**Extracted text**:
------
Dive Brief:
- Nvidia is releasing a technology demo that lets users customize a chatbot with locally hosted content on Windows PCs, called Chat with RTX, the company said Tuesday in a blog post.
- Using Nvidia’s AI platform, RTX, users can connect PC files as a dataset to fuel open-source large language models, granting more contextually relevant responses to queries, according to Nvidia. The tool supports various file formats as well as information from YouTube videos or playlists, which users can include by providing URLs.
- While still in its early stages, the company is aiming to entice security-conscious enterprises. The tool runs locally on Windows RTX PCs and workstations rather than cloud-based LLM services, which lets users process sensitive data without sharing it with a third party or connecting to the internet.
Dive Insight:
As enterprises run up against an impending PC refresh cycle, executives are weighing device upgrade costs against the near-term benefits of emerging products, including the AI PC.
Just as software providers rush to embed generative AI in solutions, hardware vendors are enhancing products to better support AI use.
AMD, Intel and Nvidia designed chips to run generative AI on PCs and workstations. PC manufacturers, including Dell, HP, Lenovo and Samsung, also released AI-optimized products in recent months.
Microsoft even laid out plans to add a Copilot key to new Windows 11 PCs and upcoming Surface devices. While not exactly a hardware upgrade, the key signals Microsoft’s desire to shift user behavior toward onboard AI tools.
Vendors are hoping demand for AI-ready PCs can shake a persistent decline in shipments as technology executives grow more interested in how locally-hosted AI computing can benefit the business.
AI PCs will enter the IT shopping list this year with even more growth on the horizon. AI-optimized PC shipments are projected to triple in the next few years, capturing nearly 60% of the overall PC market by 2027, according to IDC.
------
**Data extracts**:
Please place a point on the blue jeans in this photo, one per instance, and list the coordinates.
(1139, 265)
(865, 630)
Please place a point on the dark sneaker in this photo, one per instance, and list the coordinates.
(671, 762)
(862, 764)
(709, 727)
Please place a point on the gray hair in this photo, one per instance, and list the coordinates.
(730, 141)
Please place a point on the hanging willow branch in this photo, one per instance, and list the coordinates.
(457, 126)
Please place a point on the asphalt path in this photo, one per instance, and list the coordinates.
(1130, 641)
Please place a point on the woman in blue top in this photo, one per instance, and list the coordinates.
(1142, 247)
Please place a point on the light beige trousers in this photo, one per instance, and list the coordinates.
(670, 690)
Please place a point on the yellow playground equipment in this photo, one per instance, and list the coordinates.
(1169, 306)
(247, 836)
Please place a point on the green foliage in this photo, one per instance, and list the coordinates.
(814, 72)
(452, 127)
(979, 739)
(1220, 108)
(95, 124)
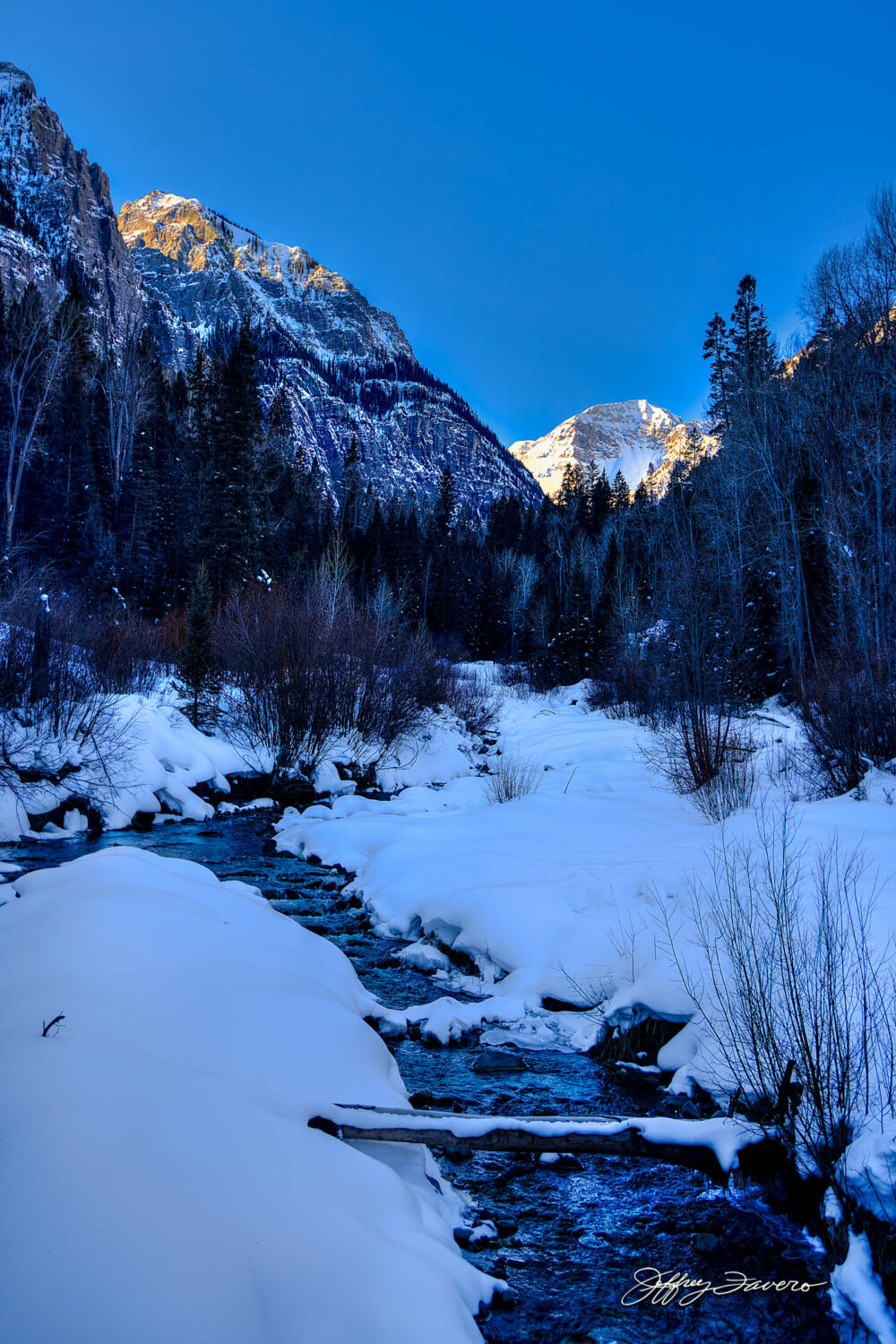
------
**Directions**:
[A] In the Nvidia article, update everything from "AI PCs will" down to "according to IDC.", changing "shopping list" to "budget".
[B] According to the Nvidia article, what share of the overall PC market are AI-optimized PCs projected to capture by 2027?
None of the lines play any role here.

**Expected outputs**:
[A]
AI PCs will enter the IT budget this year with even more growth on the horizon. AI-optimized PC shipments are projected to triple in the next few years, capturing nearly 60% of the overall PC market by 2027, according to IDC.

[B] Nearly 60%, according to IDC.